§ **Data extract**:
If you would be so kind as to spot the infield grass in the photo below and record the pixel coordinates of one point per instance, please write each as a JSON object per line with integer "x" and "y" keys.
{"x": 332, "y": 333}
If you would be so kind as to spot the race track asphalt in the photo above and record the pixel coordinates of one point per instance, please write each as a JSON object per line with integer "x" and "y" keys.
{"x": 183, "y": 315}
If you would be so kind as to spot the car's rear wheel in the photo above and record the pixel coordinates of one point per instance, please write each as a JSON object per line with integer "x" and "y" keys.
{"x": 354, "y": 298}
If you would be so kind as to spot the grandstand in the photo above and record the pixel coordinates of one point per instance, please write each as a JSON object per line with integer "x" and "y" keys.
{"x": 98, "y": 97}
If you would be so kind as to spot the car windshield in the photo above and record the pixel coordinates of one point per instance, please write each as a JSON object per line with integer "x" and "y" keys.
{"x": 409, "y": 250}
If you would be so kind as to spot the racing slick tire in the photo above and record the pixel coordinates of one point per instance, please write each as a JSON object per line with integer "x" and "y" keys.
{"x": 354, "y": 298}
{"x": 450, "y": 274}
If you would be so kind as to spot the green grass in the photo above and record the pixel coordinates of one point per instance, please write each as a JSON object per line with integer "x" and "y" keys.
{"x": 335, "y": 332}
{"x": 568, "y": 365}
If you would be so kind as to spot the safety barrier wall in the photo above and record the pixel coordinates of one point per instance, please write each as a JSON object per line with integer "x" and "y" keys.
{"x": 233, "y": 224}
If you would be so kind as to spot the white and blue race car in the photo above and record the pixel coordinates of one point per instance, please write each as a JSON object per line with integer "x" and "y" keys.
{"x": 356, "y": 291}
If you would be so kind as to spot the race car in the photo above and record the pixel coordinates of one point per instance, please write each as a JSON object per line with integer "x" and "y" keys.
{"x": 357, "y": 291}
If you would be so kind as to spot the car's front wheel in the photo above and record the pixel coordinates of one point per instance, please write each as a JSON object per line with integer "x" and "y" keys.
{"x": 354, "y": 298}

§ **Exercise details**: Write out the data again, exactly and in full.

§ **Task output**:
If you would be so kind as to spot the infield grass in the photo below and record the pixel coordinates of one point per instance, please write each as a JSON object per line with integer "x" and "y" keys.
{"x": 332, "y": 333}
If you would be so kind as to spot the race track asphalt in the photo above and record the pixel coordinates of one point per instance, please write each as a JSON object per line with integer "x" and "y" keys.
{"x": 183, "y": 315}
If you would be so kind as to spot the car's rear wheel in the photo above and record the pixel coordinates of one point per instance, please write each as a JSON object per line with integer "x" and "y" keys.
{"x": 354, "y": 298}
If you would be so kind as to spot the grandstand in the photo above and record the pixel coordinates of one point per instance, please write each as a JSON object per line with integer "x" and "y" keys.
{"x": 98, "y": 97}
If you would be so kind as to spot the car windshield in the photo above and record the pixel coordinates of one point per instance, please write each as a JSON object per line with integer "x" and "y" keys.
{"x": 409, "y": 250}
If you would be so kind as to spot the racing slick tire in the photo above and record the pixel coordinates of one point per instance, please write each as a JSON object per line with integer "x" and "y" keys.
{"x": 354, "y": 298}
{"x": 450, "y": 274}
If you would be so kind as to spot the green grass in the photo above and record the pixel coordinates of one point per instance, please write each as a JSON object per line with integer "x" and "y" keys.
{"x": 335, "y": 332}
{"x": 568, "y": 365}
If you would be so kind as to spot the safety barrier wall in the photo above and record the pixel coordinates of one point per instance, please write each as a JSON object per line with integer "x" and "y" keys.
{"x": 233, "y": 224}
If you would be so kind as to spot the white and blue race car in the photo above and record the pixel coordinates of one point per instance, please write each as a JSON object per line with integer "x" and "y" keys.
{"x": 356, "y": 291}
If you would be so kind as to spot the race car in the photo above and record the pixel coordinates of one point per instance, please write each as a JSON object per line with integer "x" and "y" keys.
{"x": 357, "y": 291}
If you would be so kind as to spot the car's front wheel in the photo above and record the pixel coordinates of one point per instance, please write each as a JSON object per line with integer "x" and "y" keys.
{"x": 354, "y": 298}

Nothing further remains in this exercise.